>>>>

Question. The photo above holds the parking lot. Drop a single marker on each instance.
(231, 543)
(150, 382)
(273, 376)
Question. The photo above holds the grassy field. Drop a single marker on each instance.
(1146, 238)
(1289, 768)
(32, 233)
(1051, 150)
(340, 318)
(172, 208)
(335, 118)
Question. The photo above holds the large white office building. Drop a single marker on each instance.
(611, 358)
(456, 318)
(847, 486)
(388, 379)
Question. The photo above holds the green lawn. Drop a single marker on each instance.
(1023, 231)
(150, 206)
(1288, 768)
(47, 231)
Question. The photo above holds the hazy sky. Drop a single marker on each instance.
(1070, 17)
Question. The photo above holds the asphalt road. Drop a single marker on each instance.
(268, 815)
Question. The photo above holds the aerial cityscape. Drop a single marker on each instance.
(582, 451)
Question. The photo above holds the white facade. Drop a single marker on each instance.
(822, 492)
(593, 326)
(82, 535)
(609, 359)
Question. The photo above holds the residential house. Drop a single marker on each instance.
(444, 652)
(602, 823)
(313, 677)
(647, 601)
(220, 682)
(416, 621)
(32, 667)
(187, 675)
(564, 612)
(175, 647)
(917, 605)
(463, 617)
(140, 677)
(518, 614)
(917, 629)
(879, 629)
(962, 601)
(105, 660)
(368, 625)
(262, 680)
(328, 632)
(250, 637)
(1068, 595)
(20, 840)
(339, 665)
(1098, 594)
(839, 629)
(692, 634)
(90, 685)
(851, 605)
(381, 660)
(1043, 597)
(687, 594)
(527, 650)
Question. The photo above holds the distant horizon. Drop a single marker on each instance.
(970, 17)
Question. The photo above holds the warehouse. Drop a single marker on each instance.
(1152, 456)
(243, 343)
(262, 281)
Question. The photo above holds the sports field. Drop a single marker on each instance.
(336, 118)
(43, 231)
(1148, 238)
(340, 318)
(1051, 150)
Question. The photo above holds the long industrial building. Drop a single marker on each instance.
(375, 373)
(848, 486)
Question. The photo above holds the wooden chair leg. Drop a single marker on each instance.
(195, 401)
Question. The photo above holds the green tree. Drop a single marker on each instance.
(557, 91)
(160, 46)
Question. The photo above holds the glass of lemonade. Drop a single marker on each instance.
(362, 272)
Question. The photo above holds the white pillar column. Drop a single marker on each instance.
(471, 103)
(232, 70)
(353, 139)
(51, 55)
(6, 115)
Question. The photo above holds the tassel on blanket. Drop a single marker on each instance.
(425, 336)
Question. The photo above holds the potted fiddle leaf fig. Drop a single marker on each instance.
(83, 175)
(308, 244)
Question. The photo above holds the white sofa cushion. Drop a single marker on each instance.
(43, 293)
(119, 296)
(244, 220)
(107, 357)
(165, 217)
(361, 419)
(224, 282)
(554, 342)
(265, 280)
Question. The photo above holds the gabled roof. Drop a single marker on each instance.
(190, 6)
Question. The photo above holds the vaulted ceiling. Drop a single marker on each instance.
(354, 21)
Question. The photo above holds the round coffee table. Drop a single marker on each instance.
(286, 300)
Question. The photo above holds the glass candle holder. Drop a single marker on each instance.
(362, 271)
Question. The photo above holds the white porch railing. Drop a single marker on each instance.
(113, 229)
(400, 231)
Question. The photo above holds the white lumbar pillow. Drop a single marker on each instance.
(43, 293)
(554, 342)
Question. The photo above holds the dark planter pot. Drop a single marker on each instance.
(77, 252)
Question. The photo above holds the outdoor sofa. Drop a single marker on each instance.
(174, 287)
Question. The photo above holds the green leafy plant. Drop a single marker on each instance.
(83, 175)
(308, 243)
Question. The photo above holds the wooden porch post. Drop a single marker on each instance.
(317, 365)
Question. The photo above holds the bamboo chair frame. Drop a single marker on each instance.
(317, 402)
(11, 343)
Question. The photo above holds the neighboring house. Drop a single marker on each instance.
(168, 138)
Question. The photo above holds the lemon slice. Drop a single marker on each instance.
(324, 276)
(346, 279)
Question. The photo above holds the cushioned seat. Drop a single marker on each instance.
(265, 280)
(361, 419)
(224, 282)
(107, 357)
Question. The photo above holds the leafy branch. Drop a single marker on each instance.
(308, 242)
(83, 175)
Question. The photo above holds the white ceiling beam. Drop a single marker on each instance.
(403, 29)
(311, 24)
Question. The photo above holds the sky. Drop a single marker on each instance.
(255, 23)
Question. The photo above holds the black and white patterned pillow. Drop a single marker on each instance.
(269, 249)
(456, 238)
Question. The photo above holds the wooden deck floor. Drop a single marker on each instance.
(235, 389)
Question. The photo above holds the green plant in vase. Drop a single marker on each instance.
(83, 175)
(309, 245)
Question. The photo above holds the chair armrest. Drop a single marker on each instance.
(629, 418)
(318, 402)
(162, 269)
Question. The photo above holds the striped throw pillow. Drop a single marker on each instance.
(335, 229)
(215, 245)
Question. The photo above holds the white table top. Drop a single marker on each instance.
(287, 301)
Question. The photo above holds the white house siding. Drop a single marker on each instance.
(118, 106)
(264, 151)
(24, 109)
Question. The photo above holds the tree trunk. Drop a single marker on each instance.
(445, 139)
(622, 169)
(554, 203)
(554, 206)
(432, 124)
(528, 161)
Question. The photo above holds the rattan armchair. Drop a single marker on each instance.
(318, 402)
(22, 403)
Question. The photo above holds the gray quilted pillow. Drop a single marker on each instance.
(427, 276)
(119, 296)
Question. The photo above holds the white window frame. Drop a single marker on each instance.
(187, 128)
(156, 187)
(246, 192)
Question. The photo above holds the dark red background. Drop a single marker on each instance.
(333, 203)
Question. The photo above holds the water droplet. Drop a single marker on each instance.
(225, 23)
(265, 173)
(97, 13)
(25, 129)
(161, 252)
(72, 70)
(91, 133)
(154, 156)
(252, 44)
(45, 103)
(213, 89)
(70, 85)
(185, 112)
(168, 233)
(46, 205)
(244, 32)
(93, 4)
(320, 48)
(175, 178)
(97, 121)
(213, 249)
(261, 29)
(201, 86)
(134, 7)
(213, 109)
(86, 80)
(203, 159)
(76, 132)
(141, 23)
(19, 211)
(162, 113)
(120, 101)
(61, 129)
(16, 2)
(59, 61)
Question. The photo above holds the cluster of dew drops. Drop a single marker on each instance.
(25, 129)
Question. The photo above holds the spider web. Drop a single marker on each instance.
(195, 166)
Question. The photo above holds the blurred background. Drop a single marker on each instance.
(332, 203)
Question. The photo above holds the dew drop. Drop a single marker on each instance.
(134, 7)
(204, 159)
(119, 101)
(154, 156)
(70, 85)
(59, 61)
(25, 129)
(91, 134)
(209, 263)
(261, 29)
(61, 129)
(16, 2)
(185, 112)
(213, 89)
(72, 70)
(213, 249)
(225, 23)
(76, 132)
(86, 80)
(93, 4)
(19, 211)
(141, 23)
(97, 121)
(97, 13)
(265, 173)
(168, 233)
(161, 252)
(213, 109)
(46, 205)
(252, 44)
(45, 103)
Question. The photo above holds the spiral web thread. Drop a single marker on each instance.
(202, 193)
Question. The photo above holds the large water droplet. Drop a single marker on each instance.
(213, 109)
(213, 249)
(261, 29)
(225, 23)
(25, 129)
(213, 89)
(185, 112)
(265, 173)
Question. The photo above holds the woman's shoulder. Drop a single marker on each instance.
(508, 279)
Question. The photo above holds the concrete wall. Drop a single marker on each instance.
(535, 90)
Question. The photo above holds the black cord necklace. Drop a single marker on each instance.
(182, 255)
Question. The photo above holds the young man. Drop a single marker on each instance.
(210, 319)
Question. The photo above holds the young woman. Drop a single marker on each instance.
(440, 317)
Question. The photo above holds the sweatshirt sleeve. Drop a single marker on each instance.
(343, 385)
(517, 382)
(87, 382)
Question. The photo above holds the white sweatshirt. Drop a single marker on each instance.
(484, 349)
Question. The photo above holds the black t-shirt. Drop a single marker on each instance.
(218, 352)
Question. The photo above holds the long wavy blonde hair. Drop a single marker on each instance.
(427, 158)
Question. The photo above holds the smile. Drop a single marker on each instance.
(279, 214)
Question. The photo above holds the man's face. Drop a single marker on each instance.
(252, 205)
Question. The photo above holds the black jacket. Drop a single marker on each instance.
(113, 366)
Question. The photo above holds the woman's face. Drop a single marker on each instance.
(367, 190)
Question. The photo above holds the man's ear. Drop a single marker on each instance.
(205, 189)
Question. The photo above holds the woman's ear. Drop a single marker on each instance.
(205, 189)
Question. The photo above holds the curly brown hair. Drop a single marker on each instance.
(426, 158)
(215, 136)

<<<<

- [OBJECTIVE]: Write out only the stretch from the line containing "Question. The photo above holds the woman's face." through the end of the items, requests included, multiplying every coordinate in the answers by 1.95. Round each result to a whole number, with halves going up.

- [THE RESPONSE]:
Question. The photo above holds the woman's face. Drop a single marker on each instance.
(716, 371)
Question. The photo above holds the man's ear. Drop a single marker on each instance.
(400, 369)
Question. The photo above holds the woman's ear. Drop a single marker on each instance.
(400, 369)
Question. The photo above holds the curly brown hair. Drop a single marker on each instance.
(831, 308)
(419, 265)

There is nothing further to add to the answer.